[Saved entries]
########

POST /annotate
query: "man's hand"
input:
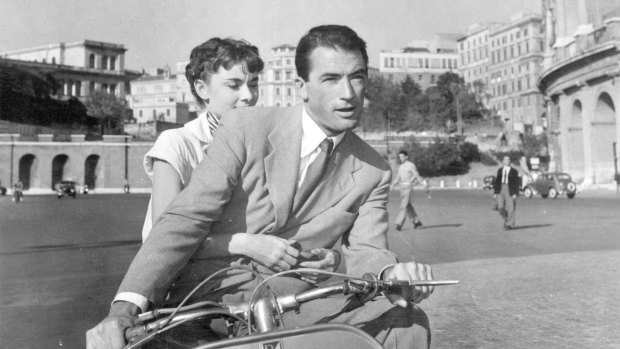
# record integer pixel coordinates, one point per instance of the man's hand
(110, 333)
(409, 271)
(275, 253)
(327, 260)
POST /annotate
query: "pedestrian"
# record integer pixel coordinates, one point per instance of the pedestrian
(405, 179)
(299, 173)
(505, 192)
(222, 75)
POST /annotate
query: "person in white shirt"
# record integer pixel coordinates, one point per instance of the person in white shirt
(405, 179)
(299, 174)
(505, 191)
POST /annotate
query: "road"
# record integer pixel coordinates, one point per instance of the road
(552, 282)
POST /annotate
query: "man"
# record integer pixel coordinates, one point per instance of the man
(254, 179)
(407, 176)
(506, 189)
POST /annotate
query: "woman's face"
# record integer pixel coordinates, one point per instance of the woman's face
(228, 89)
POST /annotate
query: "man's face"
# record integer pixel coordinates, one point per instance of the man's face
(334, 92)
(506, 161)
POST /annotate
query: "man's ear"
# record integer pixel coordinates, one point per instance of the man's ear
(302, 88)
(201, 89)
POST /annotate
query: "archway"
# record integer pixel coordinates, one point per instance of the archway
(603, 137)
(59, 164)
(575, 151)
(27, 170)
(92, 169)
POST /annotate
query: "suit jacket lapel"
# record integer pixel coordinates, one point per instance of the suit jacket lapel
(282, 163)
(338, 182)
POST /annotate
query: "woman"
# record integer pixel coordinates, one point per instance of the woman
(223, 74)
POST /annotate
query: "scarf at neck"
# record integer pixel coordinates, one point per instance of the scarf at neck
(213, 122)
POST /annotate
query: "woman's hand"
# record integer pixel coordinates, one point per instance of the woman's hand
(274, 253)
(326, 259)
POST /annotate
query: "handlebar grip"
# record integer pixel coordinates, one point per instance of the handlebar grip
(135, 332)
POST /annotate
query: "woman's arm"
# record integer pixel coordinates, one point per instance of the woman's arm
(166, 185)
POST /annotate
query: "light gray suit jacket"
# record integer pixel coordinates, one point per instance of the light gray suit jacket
(247, 183)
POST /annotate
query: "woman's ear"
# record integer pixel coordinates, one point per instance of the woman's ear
(202, 90)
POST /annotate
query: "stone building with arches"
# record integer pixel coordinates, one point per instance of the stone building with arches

########

YOUR GOAL: With the pictures set aside, repeat every entry above exactly.

EXERCISE OUTPUT:
POST /annotate
query: "man's hand"
input:
# record integer pixel coordinates, one point per instance of the man's hand
(110, 333)
(409, 271)
(275, 253)
(327, 260)
POST /annotate
query: "pedestrian"
# record integer pixel coordinates, one point per instance of the pedestrian
(405, 179)
(299, 173)
(505, 192)
(222, 75)
POST /annotate
query: "person in white shirt"
# record integer pixel coordinates, one point per instance of the person in white shirt
(405, 179)
(299, 174)
(505, 191)
POST /annotate
query: "road"
# record integer pixel coordinates, one point per instance of the road
(552, 282)
POST /annotate
query: "man"
# record integer pixel coordinates, one point per instance of the man
(254, 179)
(407, 176)
(506, 189)
POST /annotate
query: "woman's face"
# record integer pixel coordinates, one point per instance of the woman's face
(228, 89)
POST /annotate
query: "man's face"
# record integer pixel coordinates, one point per instance of the man's face
(334, 92)
(506, 161)
POST /annotate
query: "man's ear"
# record integer pixel coordinates, one point per instance of the man's ear
(302, 88)
(201, 89)
POST /annotate
query: "archway"
# record integer pixel coordinates, one point per instance of the archway
(603, 137)
(59, 164)
(575, 151)
(27, 170)
(92, 169)
POST /annotate
query: "suit jacket lapel"
# record integer pixel coordinates, one point per instance of the suit jacket lapel
(282, 163)
(338, 182)
POST /annotate
query: "woman"
# record integer pixel coordinates, one point per instance of the woman
(223, 74)
POST /annotate
query: "scarf at neck"
# record integer pixel coordinates, one point per instance of the scarf at neck
(213, 122)
POST /annotate
query: "woman's hand"
# record integer pixel coordinates, one point per instance of the woman's hand
(274, 253)
(326, 259)
POST /annotate
query: "handlebar grip"
# record integer pixel coordinates, one point per instance of the handlebar grip
(135, 332)
POST /annotate
query: "woman's arm"
# record integer pixel coordinates, one point per instance of the woman's arm
(166, 185)
POST /annotate
query: "light gray suit jacket"
# record integer pixel coordinates, one point per instance of the light gray suit jacket
(247, 183)
POST /annotate
query: "woman's ear"
# record integer pixel coordinates, one point per instance of the woman's ear
(202, 90)
POST /annotate
query: "stone building with arches"
# record integer pixel coordinates, one point per instance of the stone building with arches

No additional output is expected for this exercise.